>> BEGIN Data supplied
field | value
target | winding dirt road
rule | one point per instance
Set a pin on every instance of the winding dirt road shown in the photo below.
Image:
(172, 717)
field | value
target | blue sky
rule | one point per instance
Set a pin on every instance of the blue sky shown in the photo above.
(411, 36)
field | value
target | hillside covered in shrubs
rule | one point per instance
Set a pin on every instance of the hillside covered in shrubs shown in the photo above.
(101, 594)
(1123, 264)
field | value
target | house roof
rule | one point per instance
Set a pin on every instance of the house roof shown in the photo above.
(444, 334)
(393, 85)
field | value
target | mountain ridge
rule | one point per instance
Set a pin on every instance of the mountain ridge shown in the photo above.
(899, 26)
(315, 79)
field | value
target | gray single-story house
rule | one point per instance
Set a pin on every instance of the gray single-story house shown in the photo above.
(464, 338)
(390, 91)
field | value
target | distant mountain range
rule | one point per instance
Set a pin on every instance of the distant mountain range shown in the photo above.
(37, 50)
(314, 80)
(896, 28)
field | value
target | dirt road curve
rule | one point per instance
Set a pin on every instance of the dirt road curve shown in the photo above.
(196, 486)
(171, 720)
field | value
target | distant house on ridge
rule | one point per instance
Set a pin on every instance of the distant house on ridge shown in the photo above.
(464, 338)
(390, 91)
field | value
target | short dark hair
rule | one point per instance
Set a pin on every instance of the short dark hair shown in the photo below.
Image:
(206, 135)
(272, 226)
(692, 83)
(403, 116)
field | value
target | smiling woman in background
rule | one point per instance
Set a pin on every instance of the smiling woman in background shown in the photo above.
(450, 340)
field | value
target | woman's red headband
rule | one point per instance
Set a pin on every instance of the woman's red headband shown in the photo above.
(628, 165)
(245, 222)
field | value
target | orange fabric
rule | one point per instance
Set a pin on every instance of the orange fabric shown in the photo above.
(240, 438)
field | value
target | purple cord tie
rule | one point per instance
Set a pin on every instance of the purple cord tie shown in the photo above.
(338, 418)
>> END Data supplied
Given instruction - Every line of the data above should be copied exactly.

Solution -
field | value
target | winding dirt road
rule | one point per instance
Set a pin on every instance of the winding dirt road shown in the photo below.
Image:
(172, 717)
field | value
target | blue sky
rule | one point per instance
Set a pin on every instance of the blue sky shown in the photo above.
(411, 36)
field | value
target | hillside covered in shrubs
rule | one point per instance
Set a pin on every instance of the hillside covered in shrubs shown in the photo above.
(101, 594)
(1123, 264)
field | value
target | house roof
rule | one point per instance
Set a pin on every instance of the house roof shown in the photo above.
(444, 334)
(393, 85)
field | value
target | mountain ridge
rule | one point per instance
Set a pin on every instance of the mountain ridge shown in the photo above.
(899, 26)
(315, 79)
field | value
target | gray single-story house
rule | one point per instance
Set a pin on every instance of the gray single-story house shown in the photo above.
(464, 338)
(390, 91)
field | value
target | distant mountain range
rule | one point per instance
Set a pin on every instance of the distant mountain range shown in the photo above.
(37, 50)
(314, 80)
(896, 28)
field | value
target | dirt road curve
rule | one point per instance
Set a pin on every instance of the dirt road curve shown in the photo above.
(196, 486)
(171, 720)
field | value
target | distant house on ridge
rule | one point per instance
Set a pin on every instance of the distant house on ridge shown in the photo above.
(464, 338)
(390, 91)
field | value
target | short dark hair
rule | one point per instance
Set a pin on every instance of the short dark hair shown in the photo below.
Image:
(206, 135)
(272, 226)
(692, 83)
(403, 116)
field | value
target | smiling woman in background
rule | one point per instance
Set a pin on every instance of the smiling woman in background shown in the photo above.
(450, 340)
field | value
target | woman's red headband
rule | one point per instance
Set a pin on every instance of the woman's red headband shown in the photo above.
(628, 165)
(245, 222)
field | value
target | orange fabric
rule | one point per instance
Set a pin on every instance of the orange fabric shown in the photo above.
(240, 438)
field | value
target | purple cord tie
rule | one point per instance
Set a pin on every instance of the purple cord tie shown in the photo above.
(338, 418)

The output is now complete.